F: O seu jeito também é muito legal, mano, meio calado e com umas poses legais, poderia ser galã de filme, sabe. Você seria o cara que dá uma piscadela e a menina já vem com a calcinha na mão e eu seria o cara engraçado.
T: (convulsões de risos)

1896.
F: [censurado] confirmou presença [no seu aniversário]?
T: Quase! Tipo, 80% confirmado.
F: Será nas férias... O que, possivelmente, poderia impedi-lo de ir?
T: Alguma desgraça que separe Benfica de Belém.
Ju: Quem é [censurado]?
F: Um amigo dele muito gente boa da UFPa.
T: Já falei de todo mundo para ele, até da preta, eu falei! Até do [censurado]², eu falei!
F: Avisou-o da nossa completa falta de vergonha em relação a falar de putaria pesada?
T: Eita... Não.
Ju: E o nome dele é [censurado] mesmo?
T: Não, não. É (diz o nome), mas lá na universidade a gente chama ele só de [censurado]. E o Felipe chama ele de xará.
F: O curioso é que o apelido “xará” está se proliferando. Até a [censurado]³, uma amiga do [censurado], está começando a chamá-lo assim.
T: (pasmo) E cê tem contato com a [censurado]³?
F: Aham. Nós nos seguimos no Twitter. Muito gente boa, nós já dividimos uma pizza.
T: Eita! Definitivamente, cê tá mais presente na vida dos meus amigos do que eu!

Itens fornecidos ::
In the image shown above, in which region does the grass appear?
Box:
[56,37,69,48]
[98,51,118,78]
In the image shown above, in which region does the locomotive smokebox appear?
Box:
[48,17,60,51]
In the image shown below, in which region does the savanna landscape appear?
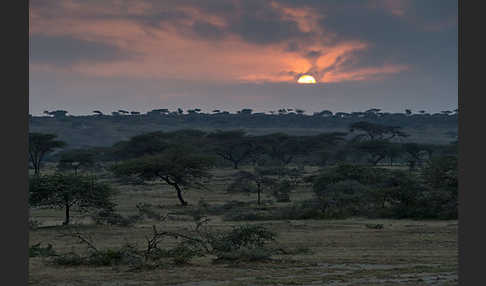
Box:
[29,122,458,285]
[29,0,464,286]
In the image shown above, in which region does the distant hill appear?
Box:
[29,109,458,148]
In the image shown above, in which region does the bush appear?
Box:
[209,225,276,261]
[214,247,273,263]
[53,252,86,266]
[29,242,56,257]
[91,210,141,227]
[272,180,295,203]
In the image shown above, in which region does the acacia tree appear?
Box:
[356,140,390,165]
[57,149,95,175]
[349,121,408,140]
[228,168,277,205]
[29,173,115,225]
[112,146,213,206]
[29,133,66,175]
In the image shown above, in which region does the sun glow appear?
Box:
[297,74,316,84]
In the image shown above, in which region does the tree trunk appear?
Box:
[62,204,69,225]
[257,184,261,205]
[174,184,187,206]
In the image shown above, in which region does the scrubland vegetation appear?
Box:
[29,118,458,285]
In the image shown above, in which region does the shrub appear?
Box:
[272,180,295,203]
[29,242,56,257]
[91,210,141,227]
[209,225,276,261]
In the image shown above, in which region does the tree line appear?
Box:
[29,121,457,224]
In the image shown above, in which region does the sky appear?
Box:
[29,0,458,115]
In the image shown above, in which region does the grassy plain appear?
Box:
[29,168,458,286]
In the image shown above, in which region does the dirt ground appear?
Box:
[29,166,458,286]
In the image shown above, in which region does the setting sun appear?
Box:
[297,74,316,84]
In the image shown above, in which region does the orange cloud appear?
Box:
[30,1,405,83]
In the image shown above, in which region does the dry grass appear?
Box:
[29,166,458,286]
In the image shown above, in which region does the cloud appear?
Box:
[29,34,136,67]
[30,0,454,83]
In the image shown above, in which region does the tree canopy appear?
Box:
[29,132,66,175]
[112,146,213,206]
[29,173,115,224]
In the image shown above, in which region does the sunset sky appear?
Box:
[29,0,458,115]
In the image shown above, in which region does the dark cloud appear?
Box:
[29,35,136,66]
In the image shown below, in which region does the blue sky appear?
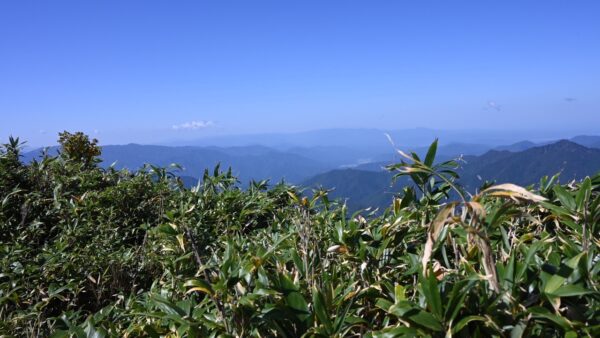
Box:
[0,0,600,145]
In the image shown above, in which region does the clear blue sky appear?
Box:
[0,0,600,145]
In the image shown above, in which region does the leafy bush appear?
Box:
[0,132,600,337]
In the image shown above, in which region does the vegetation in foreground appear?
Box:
[0,132,600,337]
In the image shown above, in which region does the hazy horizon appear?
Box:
[0,1,600,146]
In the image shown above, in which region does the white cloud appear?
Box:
[173,121,215,130]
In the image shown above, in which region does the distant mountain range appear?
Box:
[24,144,331,183]
[24,134,600,210]
[303,140,600,210]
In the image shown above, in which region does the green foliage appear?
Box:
[0,133,600,337]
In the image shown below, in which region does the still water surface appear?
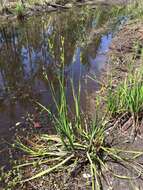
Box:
[0,7,119,149]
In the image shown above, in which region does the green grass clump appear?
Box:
[15,75,143,190]
[15,3,25,19]
[107,68,143,118]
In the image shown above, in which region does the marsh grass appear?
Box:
[107,64,143,119]
[15,74,143,190]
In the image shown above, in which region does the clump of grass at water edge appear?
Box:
[10,74,143,190]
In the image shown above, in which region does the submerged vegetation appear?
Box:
[10,65,143,190]
[0,2,143,190]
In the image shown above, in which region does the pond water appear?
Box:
[0,4,123,165]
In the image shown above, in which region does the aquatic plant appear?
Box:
[15,3,25,19]
[15,77,143,190]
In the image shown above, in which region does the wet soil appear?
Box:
[0,1,143,190]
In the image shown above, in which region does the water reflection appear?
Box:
[0,5,112,136]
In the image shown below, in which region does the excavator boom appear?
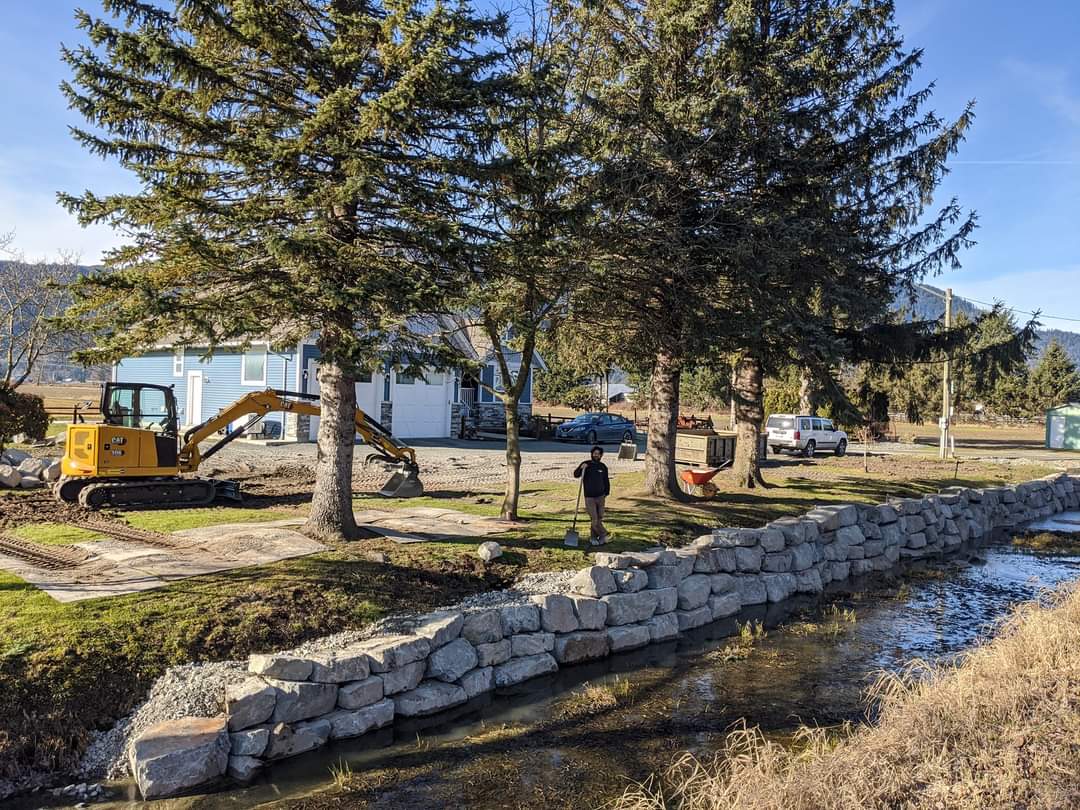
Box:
[54,383,423,508]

Instrução 1 :: Transcreva do diálogo o trecho que vai de "F: [censurado] confirmou" até "dividimos uma pizza.".
Instrução 2 :: No diálogo, qual porcentagem T atribui à confirmação da presença do amigo no aniversário?
Instrução 3 :: Dê sequência ao diálogo a partir da última fala.
Os itens foram tirados de outra fonte.

Resposta 1 ::
F: [censurado] confirmou presença [no seu aniversário]?
T: Quase! Tipo, 80% confirmado.
F: Será nas férias... O que, possivelmente, poderia impedi-lo de ir?
T: Alguma desgraça que separe Benfica de Belém.
Ju: Quem é [censurado]?
F: Um amigo dele muito gente boa da UFPa.
T: Já falei de todo mundo para ele, até da preta, eu falei! Até do [censurado]², eu falei!
F: Avisou-o da nossa completa falta de vergonha em relação a falar de putaria pesada?
T: Eita... Não.
Ju: E o nome dele é [censurado] mesmo?
T: Não, não. É (diz o nome), mas lá na universidade a gente chama ele só de [censurado]. E o Felipe chama ele de xará.
F: O curioso é que o apelido “xará” está se proliferando. Até a [censurado]³, uma amiga do [censurado], está começando a chamá-lo assim.
T: (pasmo) E cê tem contato com a [censurado]³?
F: Aham. Nós nos seguimos no Twitter. Muito gente boa, nós já dividimos uma pizza.

Resposta 2 :: 80%.

Resposta 3 ::
F: Também, mano, toda vez que a gente marca de sair, você tá ocupado fazendo trabalhos e transformando água em vinha!
Ju: (boquiaberta) Meu Deus! Você sai com os amigos da faculdade dele SEM ele?! (risos) Bizarro!
F: (todo errado) Ah, pô, é que eles são muito gente boa.

1895.
Ju: (falando da situação hipertensa de um amigo e sua namorada, patologicamente, obsessiva) ... Então, ele está em um beco (quase) sem saída.
F: Ele pode tentar o papo de “não sou eu, é você” nela, porque, veja bem, de nada adiantaria um papo de “não é você, sou eu” em uma menina dessas.
Ju: (risos) Adorei o papo de “não sou eu, é você” (risos).

1894.
CW: Tudo que me lembra [a] esquerda é duvidoso!
F: (risos) Por que será, hein?

1893.
CW: Felipe, quando você vier para cá, vamos jogar umas partidinhas de Uno?
F: Claro, só tem que me ensinar as regras.
CW: Aham, mas já aviso: ganho todas, dificilmente eu perco!
F: OK, prometo te deixar vencer quando os seus amigos estiverem por perto.
CW: (risos) Aham.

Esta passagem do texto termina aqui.